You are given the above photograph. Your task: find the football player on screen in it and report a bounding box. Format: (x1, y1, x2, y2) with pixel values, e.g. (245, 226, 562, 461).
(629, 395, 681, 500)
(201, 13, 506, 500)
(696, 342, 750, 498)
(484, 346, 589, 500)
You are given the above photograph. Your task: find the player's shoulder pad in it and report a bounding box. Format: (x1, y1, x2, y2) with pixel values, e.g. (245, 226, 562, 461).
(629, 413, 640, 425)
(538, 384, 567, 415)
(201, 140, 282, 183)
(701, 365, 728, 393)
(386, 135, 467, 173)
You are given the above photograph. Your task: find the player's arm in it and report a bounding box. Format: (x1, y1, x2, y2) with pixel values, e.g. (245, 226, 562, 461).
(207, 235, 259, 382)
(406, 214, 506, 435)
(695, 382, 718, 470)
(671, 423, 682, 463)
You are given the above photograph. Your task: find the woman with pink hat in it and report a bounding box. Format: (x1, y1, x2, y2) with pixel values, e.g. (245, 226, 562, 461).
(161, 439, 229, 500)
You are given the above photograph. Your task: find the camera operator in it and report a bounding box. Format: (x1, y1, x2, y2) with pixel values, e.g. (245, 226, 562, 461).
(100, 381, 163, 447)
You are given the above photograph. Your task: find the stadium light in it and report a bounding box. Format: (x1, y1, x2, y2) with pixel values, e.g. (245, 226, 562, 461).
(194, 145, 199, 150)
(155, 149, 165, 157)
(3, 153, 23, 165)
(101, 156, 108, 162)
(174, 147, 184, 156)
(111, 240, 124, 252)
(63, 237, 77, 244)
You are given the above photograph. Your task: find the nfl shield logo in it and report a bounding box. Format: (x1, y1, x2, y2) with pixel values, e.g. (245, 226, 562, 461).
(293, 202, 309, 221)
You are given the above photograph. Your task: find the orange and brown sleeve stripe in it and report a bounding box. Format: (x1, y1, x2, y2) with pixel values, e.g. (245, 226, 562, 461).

# Exercise details:
Lines from the one containing "You are given the above photograph. Your task: find the nfl" through the final line of the entries are the only ones to print, and each must match exactly.

# Answer space:
You are given the above photograph. Your task: find the nfl shield logo in it and report a bounding box. Format: (x1, y1, x2, y2) with pixel values, e.g. (245, 226, 562, 461).
(293, 202, 309, 221)
You are given the above photograph. Your task: find the orange and brown sleeve stripe in it and report a bounding box. Format: (x1, y1, x2, y2) with pixel values, e.g. (245, 226, 562, 461).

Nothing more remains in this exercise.